GIVEN DATA
• • • •
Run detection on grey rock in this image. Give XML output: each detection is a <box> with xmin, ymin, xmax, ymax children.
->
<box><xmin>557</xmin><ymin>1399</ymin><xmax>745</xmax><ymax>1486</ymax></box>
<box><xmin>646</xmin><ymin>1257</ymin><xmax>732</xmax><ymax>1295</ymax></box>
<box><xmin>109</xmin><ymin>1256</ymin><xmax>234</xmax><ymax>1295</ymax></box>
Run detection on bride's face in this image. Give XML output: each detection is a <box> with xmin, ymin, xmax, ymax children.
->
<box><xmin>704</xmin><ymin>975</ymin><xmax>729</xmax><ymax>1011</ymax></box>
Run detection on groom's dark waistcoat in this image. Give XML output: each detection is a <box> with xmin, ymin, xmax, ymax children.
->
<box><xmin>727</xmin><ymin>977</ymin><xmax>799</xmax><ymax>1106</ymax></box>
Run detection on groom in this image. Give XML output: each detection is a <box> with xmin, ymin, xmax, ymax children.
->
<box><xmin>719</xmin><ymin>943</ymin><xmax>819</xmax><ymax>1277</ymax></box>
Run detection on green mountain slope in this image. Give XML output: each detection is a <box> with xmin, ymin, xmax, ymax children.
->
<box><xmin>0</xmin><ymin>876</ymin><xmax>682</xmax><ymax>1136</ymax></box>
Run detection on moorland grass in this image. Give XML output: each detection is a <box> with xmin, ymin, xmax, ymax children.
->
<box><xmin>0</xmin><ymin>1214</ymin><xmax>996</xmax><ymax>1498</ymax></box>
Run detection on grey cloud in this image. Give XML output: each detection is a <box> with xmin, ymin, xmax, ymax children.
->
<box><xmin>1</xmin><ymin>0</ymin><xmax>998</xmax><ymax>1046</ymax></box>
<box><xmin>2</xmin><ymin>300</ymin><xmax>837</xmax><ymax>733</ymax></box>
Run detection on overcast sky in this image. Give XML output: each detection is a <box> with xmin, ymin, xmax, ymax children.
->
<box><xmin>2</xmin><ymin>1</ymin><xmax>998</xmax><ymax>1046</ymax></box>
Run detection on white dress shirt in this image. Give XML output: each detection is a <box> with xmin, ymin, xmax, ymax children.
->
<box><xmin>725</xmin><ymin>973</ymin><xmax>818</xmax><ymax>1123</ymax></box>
• • • •
Keeping each word as given, write out the material above.

Run detection on grey rock in this image. Give XML output: each detection is a <box> with xmin, ymin, xmax, ymax children.
->
<box><xmin>557</xmin><ymin>1399</ymin><xmax>745</xmax><ymax>1486</ymax></box>
<box><xmin>646</xmin><ymin>1257</ymin><xmax>732</xmax><ymax>1295</ymax></box>
<box><xmin>109</xmin><ymin>1256</ymin><xmax>234</xmax><ymax>1295</ymax></box>
Run detection on bride's face in this image. Give XML output: each detection is a <box> with xmin, ymin, xmax, ymax children.
->
<box><xmin>704</xmin><ymin>975</ymin><xmax>729</xmax><ymax>1011</ymax></box>
Run detection on groom's dark waistcoat in this image. Give XML output: each detection is a <box> with xmin, ymin, xmax, ymax children.
->
<box><xmin>727</xmin><ymin>977</ymin><xmax>799</xmax><ymax>1106</ymax></box>
Run detection on groom in this image. Give XML output: each detection is a <box> with xmin, ymin, xmax, ymax children.
->
<box><xmin>719</xmin><ymin>943</ymin><xmax>819</xmax><ymax>1277</ymax></box>
Run detection on green mountain slope in this image. Give XML output: each detection is a <box> with xmin, ymin, xmax, ymax children.
->
<box><xmin>0</xmin><ymin>876</ymin><xmax>682</xmax><ymax>1136</ymax></box>
Run detection on moorland grass in this image. Give XML output: each detection is a <box> with xmin, ymin, xmax, ymax children.
->
<box><xmin>0</xmin><ymin>1214</ymin><xmax>996</xmax><ymax>1498</ymax></box>
Run detection on grey cloud in this image. Give XML output: each detection is a <box> with xmin, ymin, xmax, ymax children.
->
<box><xmin>1</xmin><ymin>0</ymin><xmax>998</xmax><ymax>1046</ymax></box>
<box><xmin>2</xmin><ymin>300</ymin><xmax>837</xmax><ymax>733</ymax></box>
Run detection on overcast sky in this image. Give XML output: each detection is a <box> with xmin, ymin, xmax, ymax children.
->
<box><xmin>2</xmin><ymin>1</ymin><xmax>998</xmax><ymax>1046</ymax></box>
Run detection on white dress shirt in this image. Give XML output: each detection is a <box> with xmin, ymin, xmax, ymax children.
->
<box><xmin>725</xmin><ymin>973</ymin><xmax>818</xmax><ymax>1123</ymax></box>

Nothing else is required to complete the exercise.